What the task requires: Pull out every line below that contains the word "bench", and copy each one in full.

Data for the task:
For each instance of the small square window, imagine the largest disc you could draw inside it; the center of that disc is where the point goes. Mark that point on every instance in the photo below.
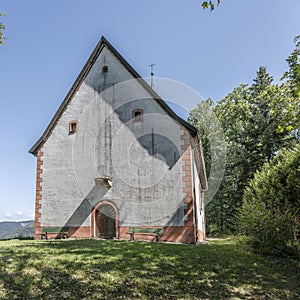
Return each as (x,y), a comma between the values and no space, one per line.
(137,115)
(105,69)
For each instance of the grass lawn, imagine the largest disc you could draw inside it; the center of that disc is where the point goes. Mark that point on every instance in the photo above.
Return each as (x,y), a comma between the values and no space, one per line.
(97,269)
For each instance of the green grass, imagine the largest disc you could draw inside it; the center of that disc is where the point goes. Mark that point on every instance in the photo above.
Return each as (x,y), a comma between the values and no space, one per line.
(96,269)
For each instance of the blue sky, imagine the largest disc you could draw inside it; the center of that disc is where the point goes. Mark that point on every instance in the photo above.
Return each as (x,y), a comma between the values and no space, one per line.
(49,42)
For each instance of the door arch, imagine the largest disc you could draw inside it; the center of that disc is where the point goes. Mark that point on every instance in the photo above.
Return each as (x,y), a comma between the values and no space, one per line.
(105,220)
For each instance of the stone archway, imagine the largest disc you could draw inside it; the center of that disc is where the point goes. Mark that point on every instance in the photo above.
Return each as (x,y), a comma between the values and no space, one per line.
(105,217)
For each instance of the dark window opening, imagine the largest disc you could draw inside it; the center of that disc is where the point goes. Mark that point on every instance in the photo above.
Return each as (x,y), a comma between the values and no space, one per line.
(137,115)
(73,127)
(104,69)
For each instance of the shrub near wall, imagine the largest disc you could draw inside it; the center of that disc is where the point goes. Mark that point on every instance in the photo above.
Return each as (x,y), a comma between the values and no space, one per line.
(270,215)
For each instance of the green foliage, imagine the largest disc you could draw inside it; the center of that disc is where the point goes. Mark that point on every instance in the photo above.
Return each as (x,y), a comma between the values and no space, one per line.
(293,74)
(99,269)
(2,27)
(270,215)
(258,122)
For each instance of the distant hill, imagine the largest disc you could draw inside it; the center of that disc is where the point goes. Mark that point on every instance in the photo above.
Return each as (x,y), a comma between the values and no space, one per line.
(9,230)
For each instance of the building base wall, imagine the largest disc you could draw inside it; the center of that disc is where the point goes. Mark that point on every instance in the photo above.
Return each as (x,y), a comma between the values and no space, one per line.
(178,234)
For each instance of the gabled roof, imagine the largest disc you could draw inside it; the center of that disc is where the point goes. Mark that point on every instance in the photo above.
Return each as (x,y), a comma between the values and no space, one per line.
(81,77)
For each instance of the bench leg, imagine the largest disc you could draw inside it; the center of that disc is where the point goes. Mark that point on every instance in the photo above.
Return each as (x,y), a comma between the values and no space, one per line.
(131,236)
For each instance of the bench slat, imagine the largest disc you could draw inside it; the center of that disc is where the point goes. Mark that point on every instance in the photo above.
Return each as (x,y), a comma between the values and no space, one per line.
(157,232)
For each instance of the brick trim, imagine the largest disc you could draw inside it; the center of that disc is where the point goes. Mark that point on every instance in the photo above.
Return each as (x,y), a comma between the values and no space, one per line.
(187,180)
(38,195)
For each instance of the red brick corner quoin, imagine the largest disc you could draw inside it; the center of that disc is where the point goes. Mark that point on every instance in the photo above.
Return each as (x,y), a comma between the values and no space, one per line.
(38,195)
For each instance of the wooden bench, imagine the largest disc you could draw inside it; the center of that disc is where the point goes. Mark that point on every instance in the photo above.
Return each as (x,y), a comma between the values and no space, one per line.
(61,232)
(157,232)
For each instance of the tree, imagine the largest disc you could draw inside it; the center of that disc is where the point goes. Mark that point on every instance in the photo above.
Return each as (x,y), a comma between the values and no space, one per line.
(270,215)
(250,117)
(2,27)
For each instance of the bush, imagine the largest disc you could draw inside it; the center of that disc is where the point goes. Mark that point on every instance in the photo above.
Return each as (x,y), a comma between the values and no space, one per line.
(270,212)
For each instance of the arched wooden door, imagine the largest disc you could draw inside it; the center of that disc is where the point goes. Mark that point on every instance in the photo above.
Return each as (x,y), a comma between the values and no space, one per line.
(105,222)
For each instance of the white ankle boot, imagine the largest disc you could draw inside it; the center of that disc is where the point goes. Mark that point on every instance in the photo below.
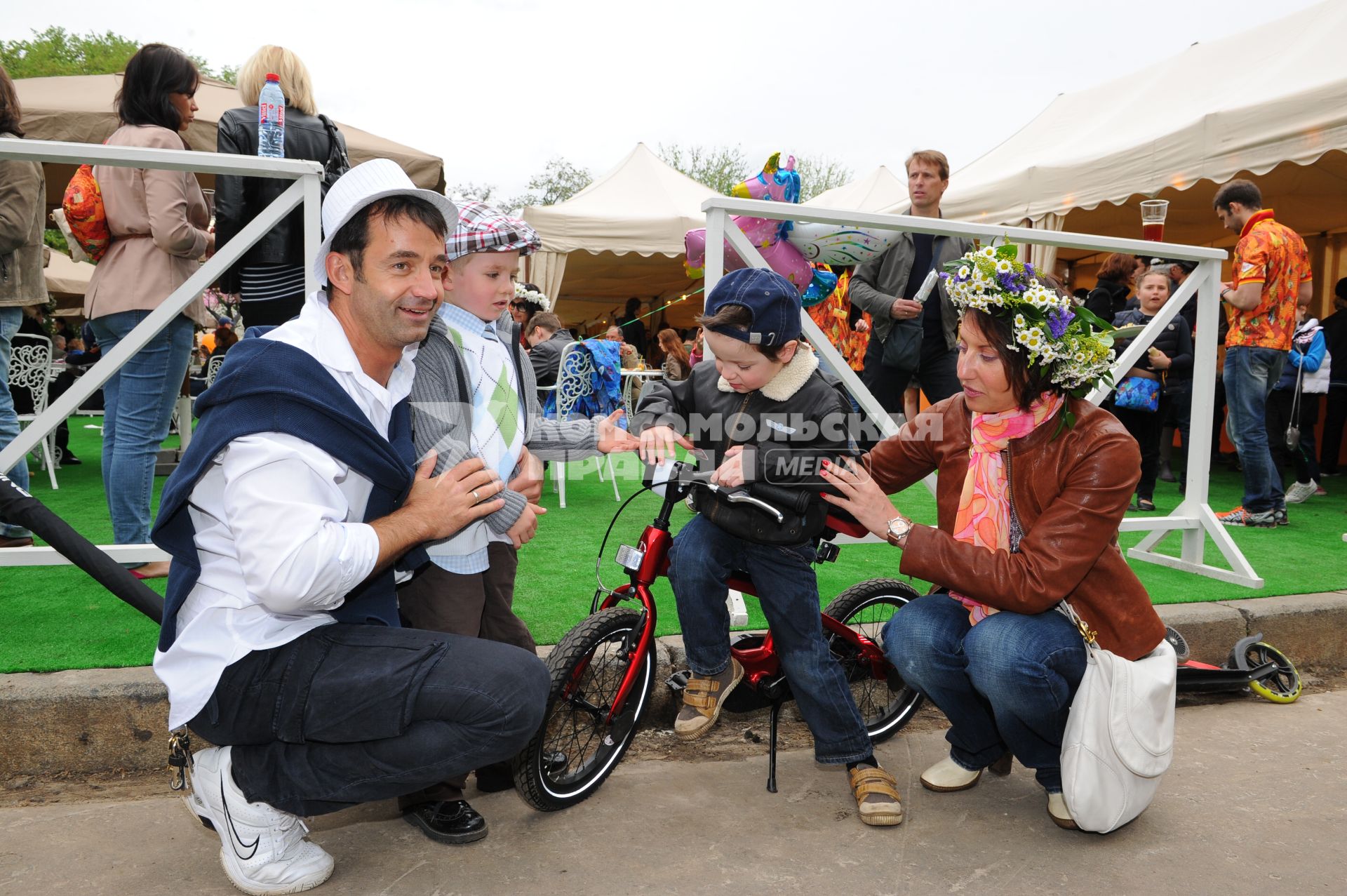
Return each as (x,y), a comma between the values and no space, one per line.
(947,777)
(1059,813)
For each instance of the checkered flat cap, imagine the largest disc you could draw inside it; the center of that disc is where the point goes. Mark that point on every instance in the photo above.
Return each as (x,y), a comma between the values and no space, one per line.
(484,229)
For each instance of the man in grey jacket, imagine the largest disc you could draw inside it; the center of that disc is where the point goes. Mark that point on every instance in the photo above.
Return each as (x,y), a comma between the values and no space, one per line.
(912,338)
(22,283)
(547,338)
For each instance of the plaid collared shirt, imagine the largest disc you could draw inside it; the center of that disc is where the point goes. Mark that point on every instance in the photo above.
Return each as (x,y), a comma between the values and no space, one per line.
(484,229)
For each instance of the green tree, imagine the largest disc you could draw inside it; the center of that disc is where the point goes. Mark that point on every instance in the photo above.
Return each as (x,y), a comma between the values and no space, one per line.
(57,51)
(558,182)
(471,190)
(819,174)
(718,168)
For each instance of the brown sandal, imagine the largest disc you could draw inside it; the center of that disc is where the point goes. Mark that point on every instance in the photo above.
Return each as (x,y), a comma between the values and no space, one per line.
(868,780)
(702,701)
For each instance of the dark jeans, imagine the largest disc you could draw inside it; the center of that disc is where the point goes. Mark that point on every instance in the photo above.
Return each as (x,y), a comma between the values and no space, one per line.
(1335,415)
(701,562)
(347,714)
(937,368)
(1004,683)
(474,606)
(1279,418)
(1249,376)
(1145,426)
(271,312)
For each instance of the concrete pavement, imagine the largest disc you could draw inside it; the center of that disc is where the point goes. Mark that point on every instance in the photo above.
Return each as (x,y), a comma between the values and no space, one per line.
(1254,803)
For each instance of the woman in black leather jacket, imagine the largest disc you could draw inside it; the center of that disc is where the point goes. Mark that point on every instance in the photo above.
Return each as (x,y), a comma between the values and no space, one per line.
(271,274)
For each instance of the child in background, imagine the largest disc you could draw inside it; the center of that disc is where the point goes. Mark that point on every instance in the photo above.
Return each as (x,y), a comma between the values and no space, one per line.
(474,395)
(1170,361)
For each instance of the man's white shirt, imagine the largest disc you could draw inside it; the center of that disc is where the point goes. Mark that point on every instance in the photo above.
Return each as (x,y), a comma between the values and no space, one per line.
(279,530)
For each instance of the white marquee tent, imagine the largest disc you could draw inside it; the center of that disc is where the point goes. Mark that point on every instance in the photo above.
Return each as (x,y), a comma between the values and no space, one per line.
(619,237)
(1269,104)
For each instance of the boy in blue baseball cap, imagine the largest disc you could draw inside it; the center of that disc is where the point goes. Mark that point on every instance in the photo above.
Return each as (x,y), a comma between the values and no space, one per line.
(761,413)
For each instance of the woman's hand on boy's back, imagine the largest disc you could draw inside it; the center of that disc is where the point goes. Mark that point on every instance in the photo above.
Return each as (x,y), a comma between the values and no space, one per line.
(612,439)
(730,472)
(657,442)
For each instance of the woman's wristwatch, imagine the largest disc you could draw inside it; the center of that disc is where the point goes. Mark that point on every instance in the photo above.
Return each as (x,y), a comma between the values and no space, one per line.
(899,528)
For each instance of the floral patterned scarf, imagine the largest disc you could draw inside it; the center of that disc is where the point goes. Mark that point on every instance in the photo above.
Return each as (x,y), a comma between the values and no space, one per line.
(984,515)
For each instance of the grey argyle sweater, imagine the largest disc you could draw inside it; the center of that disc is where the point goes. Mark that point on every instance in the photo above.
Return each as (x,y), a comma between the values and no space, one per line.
(442,420)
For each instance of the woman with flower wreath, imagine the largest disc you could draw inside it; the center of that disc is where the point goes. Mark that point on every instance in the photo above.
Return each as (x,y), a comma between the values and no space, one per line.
(1032,483)
(528,301)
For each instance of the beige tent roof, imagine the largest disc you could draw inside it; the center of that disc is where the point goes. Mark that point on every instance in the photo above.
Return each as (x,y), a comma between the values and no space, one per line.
(620,237)
(80,108)
(641,206)
(876,192)
(1264,102)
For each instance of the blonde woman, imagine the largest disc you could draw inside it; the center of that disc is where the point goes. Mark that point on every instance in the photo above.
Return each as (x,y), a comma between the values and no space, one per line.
(271,275)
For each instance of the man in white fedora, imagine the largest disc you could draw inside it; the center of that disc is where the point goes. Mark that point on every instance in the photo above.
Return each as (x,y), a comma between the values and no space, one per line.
(290,519)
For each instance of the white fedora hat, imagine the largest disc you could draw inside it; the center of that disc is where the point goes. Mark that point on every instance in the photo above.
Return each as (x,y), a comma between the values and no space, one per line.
(363,185)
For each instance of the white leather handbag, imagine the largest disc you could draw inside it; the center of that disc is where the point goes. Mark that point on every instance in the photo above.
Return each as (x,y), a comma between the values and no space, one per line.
(1120,736)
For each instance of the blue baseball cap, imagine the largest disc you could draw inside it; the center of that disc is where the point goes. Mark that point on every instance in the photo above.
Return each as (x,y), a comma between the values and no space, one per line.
(772,301)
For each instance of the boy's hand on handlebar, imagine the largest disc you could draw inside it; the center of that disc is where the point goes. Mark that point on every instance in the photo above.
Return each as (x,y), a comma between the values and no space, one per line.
(861,496)
(730,472)
(657,442)
(613,439)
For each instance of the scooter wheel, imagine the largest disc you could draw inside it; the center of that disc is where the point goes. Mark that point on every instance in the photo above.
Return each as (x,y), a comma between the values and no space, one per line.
(1281,686)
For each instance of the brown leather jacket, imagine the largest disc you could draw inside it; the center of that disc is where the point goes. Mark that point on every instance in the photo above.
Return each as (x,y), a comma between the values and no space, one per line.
(1068,493)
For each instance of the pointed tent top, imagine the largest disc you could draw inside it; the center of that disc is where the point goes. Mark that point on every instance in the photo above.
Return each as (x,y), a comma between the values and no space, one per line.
(878,190)
(641,205)
(1186,119)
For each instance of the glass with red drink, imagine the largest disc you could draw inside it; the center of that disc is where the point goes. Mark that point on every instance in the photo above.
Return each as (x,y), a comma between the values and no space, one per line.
(1153,220)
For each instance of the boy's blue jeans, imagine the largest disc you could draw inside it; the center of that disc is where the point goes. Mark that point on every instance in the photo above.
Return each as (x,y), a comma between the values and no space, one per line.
(10,321)
(701,562)
(1004,683)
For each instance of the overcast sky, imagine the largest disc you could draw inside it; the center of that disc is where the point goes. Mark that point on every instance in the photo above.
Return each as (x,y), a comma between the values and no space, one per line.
(497,89)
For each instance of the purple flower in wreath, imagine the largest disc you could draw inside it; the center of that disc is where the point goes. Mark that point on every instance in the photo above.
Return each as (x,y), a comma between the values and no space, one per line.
(1059,320)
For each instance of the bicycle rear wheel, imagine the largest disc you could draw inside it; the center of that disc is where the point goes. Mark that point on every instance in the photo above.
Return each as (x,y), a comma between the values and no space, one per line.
(887,704)
(577,747)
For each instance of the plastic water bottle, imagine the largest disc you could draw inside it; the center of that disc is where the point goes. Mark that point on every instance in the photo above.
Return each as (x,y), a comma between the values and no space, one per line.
(271,120)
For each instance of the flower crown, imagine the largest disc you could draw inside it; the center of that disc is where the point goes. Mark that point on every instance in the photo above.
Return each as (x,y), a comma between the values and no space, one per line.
(1068,344)
(531,297)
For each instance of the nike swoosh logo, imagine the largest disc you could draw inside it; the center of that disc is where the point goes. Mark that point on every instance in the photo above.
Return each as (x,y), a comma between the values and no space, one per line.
(234,831)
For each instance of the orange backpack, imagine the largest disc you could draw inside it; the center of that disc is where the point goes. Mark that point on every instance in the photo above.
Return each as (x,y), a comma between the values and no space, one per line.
(85,213)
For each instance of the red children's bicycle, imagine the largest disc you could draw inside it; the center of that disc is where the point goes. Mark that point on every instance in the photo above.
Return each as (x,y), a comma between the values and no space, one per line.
(604,670)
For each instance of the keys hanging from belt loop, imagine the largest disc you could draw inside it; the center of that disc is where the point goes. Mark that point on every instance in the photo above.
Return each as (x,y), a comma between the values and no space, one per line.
(180,758)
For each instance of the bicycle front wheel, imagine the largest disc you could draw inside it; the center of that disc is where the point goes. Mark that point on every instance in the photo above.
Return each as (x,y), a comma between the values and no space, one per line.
(887,704)
(577,747)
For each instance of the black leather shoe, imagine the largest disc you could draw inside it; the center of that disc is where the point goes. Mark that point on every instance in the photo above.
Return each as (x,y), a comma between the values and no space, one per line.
(449,821)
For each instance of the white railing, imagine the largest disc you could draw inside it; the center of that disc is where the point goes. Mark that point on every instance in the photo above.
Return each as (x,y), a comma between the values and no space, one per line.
(304,190)
(1194,518)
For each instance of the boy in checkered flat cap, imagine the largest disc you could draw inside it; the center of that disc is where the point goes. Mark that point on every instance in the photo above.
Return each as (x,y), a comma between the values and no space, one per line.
(474,395)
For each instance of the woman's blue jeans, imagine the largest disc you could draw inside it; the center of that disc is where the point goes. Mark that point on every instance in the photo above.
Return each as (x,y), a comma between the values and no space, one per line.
(1004,683)
(10,321)
(701,562)
(138,407)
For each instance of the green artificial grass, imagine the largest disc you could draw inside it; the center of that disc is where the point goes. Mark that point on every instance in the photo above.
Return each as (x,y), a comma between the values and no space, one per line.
(57,617)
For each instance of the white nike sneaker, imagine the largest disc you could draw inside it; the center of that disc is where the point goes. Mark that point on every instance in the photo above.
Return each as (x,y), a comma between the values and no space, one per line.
(263,849)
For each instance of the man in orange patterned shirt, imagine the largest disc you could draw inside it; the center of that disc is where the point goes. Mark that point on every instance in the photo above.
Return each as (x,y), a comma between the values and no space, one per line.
(1271,278)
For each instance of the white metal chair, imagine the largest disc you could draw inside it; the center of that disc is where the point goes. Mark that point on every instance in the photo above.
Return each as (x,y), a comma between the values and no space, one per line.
(574,380)
(30,368)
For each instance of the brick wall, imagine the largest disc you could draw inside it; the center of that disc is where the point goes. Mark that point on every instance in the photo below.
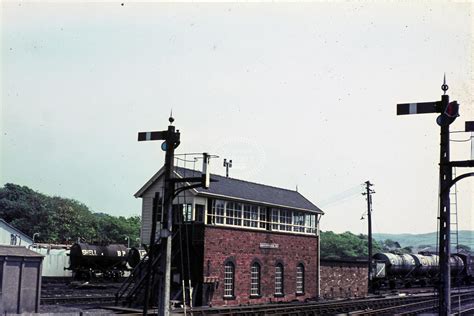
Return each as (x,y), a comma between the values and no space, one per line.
(341,279)
(243,248)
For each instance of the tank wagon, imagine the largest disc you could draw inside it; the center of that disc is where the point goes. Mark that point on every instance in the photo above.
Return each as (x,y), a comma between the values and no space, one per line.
(93,261)
(407,270)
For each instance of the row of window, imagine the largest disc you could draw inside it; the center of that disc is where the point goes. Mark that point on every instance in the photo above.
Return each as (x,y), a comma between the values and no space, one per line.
(260,217)
(255,279)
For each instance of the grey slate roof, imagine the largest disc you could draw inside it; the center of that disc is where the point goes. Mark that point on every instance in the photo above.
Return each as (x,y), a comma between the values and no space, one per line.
(24,236)
(250,191)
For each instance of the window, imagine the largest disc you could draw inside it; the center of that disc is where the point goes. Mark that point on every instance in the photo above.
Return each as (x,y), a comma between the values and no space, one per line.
(229,271)
(255,280)
(199,213)
(187,212)
(183,212)
(13,239)
(263,217)
(218,207)
(300,279)
(275,218)
(259,217)
(310,223)
(298,221)
(233,213)
(279,279)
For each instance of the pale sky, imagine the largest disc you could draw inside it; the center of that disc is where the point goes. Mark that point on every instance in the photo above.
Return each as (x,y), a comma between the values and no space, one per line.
(296,94)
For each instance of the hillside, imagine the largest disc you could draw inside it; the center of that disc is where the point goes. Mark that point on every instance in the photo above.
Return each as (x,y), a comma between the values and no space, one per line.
(466,237)
(62,220)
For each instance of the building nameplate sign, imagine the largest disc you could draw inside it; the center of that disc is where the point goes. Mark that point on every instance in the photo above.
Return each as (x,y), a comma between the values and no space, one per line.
(265,245)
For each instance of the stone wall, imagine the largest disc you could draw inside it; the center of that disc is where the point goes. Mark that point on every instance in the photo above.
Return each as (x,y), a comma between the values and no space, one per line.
(343,279)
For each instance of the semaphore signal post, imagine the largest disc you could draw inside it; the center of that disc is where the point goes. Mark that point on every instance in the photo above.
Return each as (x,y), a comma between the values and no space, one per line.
(448,113)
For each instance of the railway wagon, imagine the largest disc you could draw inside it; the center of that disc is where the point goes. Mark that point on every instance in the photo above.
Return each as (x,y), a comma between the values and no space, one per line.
(93,261)
(407,270)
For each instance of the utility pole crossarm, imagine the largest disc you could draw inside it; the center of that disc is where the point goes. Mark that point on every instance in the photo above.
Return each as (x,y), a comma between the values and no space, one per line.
(418,108)
(145,136)
(469,126)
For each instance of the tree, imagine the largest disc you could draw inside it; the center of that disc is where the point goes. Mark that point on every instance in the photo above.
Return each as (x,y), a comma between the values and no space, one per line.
(60,220)
(346,245)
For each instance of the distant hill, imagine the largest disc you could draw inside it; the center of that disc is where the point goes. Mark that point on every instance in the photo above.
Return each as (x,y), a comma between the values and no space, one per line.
(466,237)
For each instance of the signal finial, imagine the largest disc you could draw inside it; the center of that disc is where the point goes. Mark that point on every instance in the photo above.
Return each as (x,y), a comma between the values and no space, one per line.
(444,87)
(171,119)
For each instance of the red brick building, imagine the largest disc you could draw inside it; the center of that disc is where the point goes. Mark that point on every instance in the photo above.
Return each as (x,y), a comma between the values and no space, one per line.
(241,242)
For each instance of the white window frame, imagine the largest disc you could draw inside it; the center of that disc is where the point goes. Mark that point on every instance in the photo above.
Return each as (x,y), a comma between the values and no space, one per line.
(279,279)
(300,278)
(255,279)
(229,279)
(251,216)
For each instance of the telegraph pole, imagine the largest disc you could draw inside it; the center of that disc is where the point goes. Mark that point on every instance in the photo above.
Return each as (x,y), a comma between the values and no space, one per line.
(369,193)
(227,165)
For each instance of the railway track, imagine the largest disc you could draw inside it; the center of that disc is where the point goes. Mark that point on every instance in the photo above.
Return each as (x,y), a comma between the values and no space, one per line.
(56,293)
(401,305)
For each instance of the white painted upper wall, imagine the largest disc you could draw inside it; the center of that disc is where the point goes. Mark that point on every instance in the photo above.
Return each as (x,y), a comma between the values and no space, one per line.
(12,236)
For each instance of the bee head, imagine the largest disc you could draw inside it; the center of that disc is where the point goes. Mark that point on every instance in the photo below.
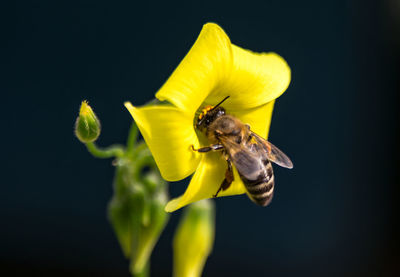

Response below:
For each instance of the bench leg, imagine the largest disc you could draw inside it; the center of that disc is where the point goes. Mark that point on every instance in the photo above.
For each instance of the bench slat, imagine the largest disc you could draw inside it; the center of that disc is where the point goes. Mark that point on every instance in the photo above.
For each instance of the wooden bench, imagine the largest disc you could draw inside it; the center of that disc is where the point goes. Mark that point on every instance in the photo above.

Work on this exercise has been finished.